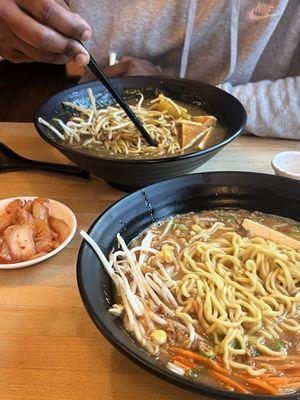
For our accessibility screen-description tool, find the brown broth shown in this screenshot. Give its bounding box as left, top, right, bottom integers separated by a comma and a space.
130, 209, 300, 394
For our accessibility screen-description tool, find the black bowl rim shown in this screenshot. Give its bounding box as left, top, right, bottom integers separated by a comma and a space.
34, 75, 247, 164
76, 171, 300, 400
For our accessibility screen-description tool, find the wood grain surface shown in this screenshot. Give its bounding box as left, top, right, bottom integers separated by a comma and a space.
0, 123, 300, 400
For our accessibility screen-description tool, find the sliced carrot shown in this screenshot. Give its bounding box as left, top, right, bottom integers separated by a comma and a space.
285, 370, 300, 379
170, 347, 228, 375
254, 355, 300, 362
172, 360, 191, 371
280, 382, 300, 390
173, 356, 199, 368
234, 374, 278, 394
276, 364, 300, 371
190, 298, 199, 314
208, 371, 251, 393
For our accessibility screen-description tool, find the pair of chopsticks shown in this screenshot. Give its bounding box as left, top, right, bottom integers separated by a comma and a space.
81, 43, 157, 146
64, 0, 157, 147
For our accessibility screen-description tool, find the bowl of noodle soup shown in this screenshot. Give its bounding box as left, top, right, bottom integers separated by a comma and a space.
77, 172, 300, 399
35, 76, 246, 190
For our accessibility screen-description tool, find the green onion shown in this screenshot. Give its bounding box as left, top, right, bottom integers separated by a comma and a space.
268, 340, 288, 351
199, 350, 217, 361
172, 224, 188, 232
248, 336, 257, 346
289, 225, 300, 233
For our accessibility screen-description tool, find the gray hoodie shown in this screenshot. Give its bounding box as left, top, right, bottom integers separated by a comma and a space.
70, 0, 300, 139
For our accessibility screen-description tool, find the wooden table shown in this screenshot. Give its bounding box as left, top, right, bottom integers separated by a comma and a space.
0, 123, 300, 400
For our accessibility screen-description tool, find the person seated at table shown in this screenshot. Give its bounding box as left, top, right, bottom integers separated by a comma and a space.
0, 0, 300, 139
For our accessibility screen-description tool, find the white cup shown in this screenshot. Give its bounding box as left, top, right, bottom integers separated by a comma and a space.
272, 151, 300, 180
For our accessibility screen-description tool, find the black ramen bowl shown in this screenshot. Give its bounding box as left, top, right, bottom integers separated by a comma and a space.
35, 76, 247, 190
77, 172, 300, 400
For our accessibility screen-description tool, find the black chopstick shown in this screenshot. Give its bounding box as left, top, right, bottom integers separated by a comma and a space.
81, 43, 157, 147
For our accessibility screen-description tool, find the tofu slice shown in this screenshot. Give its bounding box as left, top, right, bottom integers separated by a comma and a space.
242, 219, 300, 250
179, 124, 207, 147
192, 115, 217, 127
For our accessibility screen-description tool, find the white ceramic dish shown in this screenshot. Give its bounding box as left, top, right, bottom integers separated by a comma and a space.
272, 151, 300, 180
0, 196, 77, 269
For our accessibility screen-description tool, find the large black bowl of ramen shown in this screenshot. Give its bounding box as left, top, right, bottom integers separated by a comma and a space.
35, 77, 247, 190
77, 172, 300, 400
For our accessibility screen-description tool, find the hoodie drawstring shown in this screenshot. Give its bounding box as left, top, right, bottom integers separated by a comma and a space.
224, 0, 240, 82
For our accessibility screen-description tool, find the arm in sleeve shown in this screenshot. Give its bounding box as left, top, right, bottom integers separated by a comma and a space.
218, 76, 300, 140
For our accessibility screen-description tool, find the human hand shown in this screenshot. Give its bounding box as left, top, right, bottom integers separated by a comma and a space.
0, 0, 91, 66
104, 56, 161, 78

+ + + + + + +

_TO DO_:
Rewrite every item above with "screenshot" swapped for "photo" and everything else left unchanged, omitting the pictures.

_EXPECTED OUTPUT_:
For our accessibility screen-description tool, find the brown broth shown in this photo. Give its bounding box as left, top, right, bottom integers separated by a comma and a space.
130, 209, 300, 394
For our accessibility screen-description tool, find the black bowl rim shown in this photo. Give its bounding box as left, top, right, bottom integers separated by a comma and a space.
34, 75, 247, 164
76, 171, 300, 400
For our accessibility screen-description tool, find the wood grain surface shown in this photo. Give its bounding box as left, top, right, bottom integers separated by a comma and a space.
0, 123, 300, 400
For our accessibility screen-description tool, find the sliced carrot shown in this photo. Give its bounding box as left, top, right, bottom integers separated by a comma and a space.
285, 370, 300, 379
170, 347, 228, 375
254, 355, 300, 362
172, 360, 191, 371
280, 382, 300, 390
173, 356, 199, 368
234, 374, 278, 394
276, 364, 300, 371
190, 298, 199, 314
208, 371, 251, 393
For our accessibility screen-description tool, find the pair of chopsticks shown in this photo. Give its bounding box as left, top, right, bottom integers separated by a comma and a space.
81, 43, 157, 146
64, 0, 157, 147
For our accessibility screen-description tool, find the bowl of noodle soup shown in this photo. Give its bounding box as left, top, right, bottom integers separated by a comma and a space.
77, 172, 300, 399
35, 76, 246, 190
For our accessibility screen-description tool, find the green onion shown in this photo. Give its bounding box as left, top, right, bottom integers separated by a comma and a space.
268, 340, 288, 351
199, 350, 217, 361
172, 224, 188, 232
248, 336, 257, 346
289, 225, 300, 233
For our accessibility screen-description tool, find the gray hoodie shown in this photo. Give its bounding box as left, top, right, bottom integers separated by a comma and a space.
70, 0, 300, 139
For our accessibility screen-description tool, find the wooden table shown in this photo. Give its bounding box as left, top, right, bottom integers separated by a comma and a space.
0, 123, 300, 400
For our accessibility screen-description tool, find the person seated at table shown in this photo. Give its bounding box as left, top, right, bottom integers separated by a comma and a space.
0, 0, 300, 139
For our accessibility screen-description tool, find the white cup shown in this photo. Give its bounding box as left, top, right, bottom integers separated by a comma and a space.
272, 151, 300, 180
For our accessibility screen-description tool, find the black ramen bowl shown in this photo. Give its bounding box as left, top, right, bottom integers separated by a comma and a space.
35, 76, 247, 190
77, 172, 300, 400
For our accessibility screen-description tool, find the black chopstick shown in this photo. Give its bounding box as left, top, right, bottom integers separated by a comma and a space.
81, 43, 157, 147
For our accessibility screen-description tool, find the tofu slice shown in this photo. Give its bounding box as left, top, right, bottom integers separated by a comma and a space.
242, 219, 300, 250
179, 124, 207, 147
192, 115, 217, 127
For our accessibility screen-description tool, find the white ceramic dish shown in this photo. Give its bounding box as left, top, right, bottom integers separated by a comma and a space.
272, 151, 300, 180
0, 196, 77, 269
For our accessibility screen-description tool, find the large black bowl of ramen shown in this photo. Give its bounding box as left, top, right, bottom integers separated by a comma and a space.
35, 77, 247, 190
77, 172, 300, 400
For our accessibility screen-description tool, find the hoodie drawstring shown in this photo. Give its bounding box as left, top, right, bottom integers separated by a comma and a space.
224, 0, 240, 82
For our accessibility screen-description tool, find the arm in sleeve shown in this photo. Give its bounding box as left, top, right, bottom integers separated by a comma and a space.
218, 76, 300, 140
For our accessibility screen-description tool, find the human hand shown in this photo. Give its bounding box as left, top, right, bottom integers separated by a comma and a space.
0, 0, 91, 66
104, 56, 161, 78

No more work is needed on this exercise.